+++ Quoted passage +++

Any special allocations of items of income or gain pursuant to this Section shall be taken into account in computing subsequent allocations of Profits pursuant to this Section so that the net amount of any items so allocated and the Profits, Losses, or other items so allocated to each Member pursuant to this Section, shall to the extent possible, be equal to the net amount that would have been allocated to each such Member pursuant to this Section as if such unexpected adjustments, allocations, or Distributions had not occurred.
2.3 Other Allocations
2.3.1 Section 704(c) Allocations
In accordance with section 704(c) of the IRS Code and the applicable Treasury Regulations issued thereunder, income, gain, loss, and deduction with respect to any property contributed to the capital of the Company shall, solely for tax purposes, be allocated among the Members so as to take account of any variation between the adjusted basis of such property to the Company for federal income tax purposes and its initial Gross Asset Value.
In the event Gross Asset Value of the Company’s Company Investment is adjusted pursuant to this Agreement, subsequent allocations of income, gain, loss, and deduction with respect to such Asset shall take into account any variation between the adjusted basis of such Asset for federal income tax purposes and its Gross Asset Value in the same manner as under section 704(c) of the IRS Code and the Treasury Regulations thereunder.
The Manager shall make any election or other decisions relating to such allocations in any manner that reasonably reflects the purpose of this Agreement. Allocations made pursuant to this Section are solely for purposes of federal, state, and local taxes and shall not affect or in any way be taken
into account in computing any Member’s Capital Account or share of Profits, Losses, or other items, or Distributions pursuant to any provision of this Agreement.
2.3.2 Curative Allocations
The Manager shall make such other special allocations as are required in order to comply with any mandatory provision of the applicable Treasury Regulations or to reflect a Member’s Economic Interest in the Company determined with reference to such Member’s right to receive Distributions from the Company and such Member’s obligation to pay its expenses and liabilities.
2.3.3 Allocation of Tax Items
To the extent permitted by section 1.704-1(b)(4)(i) of the Treasury Regulations, all items of income, gain, loss and deduction for federal and state income tax purposes shall be allocated to the Members in accordance with the corresponding "book" items thereof; however, all items of income, gain, loss and deduction with respect to Assets with respect to which there is a difference between "book" value and adjusted tax basis shall be allocated in accordance with the principles of section 704(c) of the IRS Code and section 1.704-1(b)(4)(i) of the Treasury Regulations, if applicable.
Where a disparity exists between the book value of an Asset and its adjusted tax basis, then solely for tax purposes (and not for purposes of computing Capital Accounts), income, gain, loss, deduction and credit with respect to such Asset shall be allocated among the Members to take such difference into account in accordance with section 704(c)(i)(A) of the IRS Code and Treasury Regulation section 1.704-1(b)(4)(i). The allocations eliminating such disparities shall be made using any reasonable method permitted by the Code, as determined by the Manager.

+++ Data excerpt +++

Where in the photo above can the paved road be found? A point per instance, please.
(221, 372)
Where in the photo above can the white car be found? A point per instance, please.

+++

● Requirements:
1. List every numbered subsection heading under "2.3 Other Allocations" in the agreement excerpt.
2. Reproduce the agreement excerpt word for word between "In the event" and "provision of this Agreement.", inclusive.

● Response list:
1.
2.3.1 Section 704(c) Allocations
2.3.2 Curative Allocations
2.3.3 Allocation of Tax Items

2.
In the event Gross Asset Value of the Company’s Company Investment is adjusted pursuant to this Agreement, subsequent allocations of income, gain, loss, and deduction with respect to such Asset shall take into account any variation between the adjusted basis of such Asset for federal income tax purposes and its Gross Asset Value in the same manner as under section 704(c) of the IRS Code and the Treasury Regulations thereunder.
The Manager shall make any election or other decisions relating to such allocations in any manner that reasonably reflects the purpose of this Agreement. Allocations made pursuant to this Section are solely for purposes of federal, state, and local taxes and shall not affect or in any way be taken
into account in computing any Member’s Capital Account or share of Profits, Losses, or other items, or Distributions pursuant to any provision of this Agreement.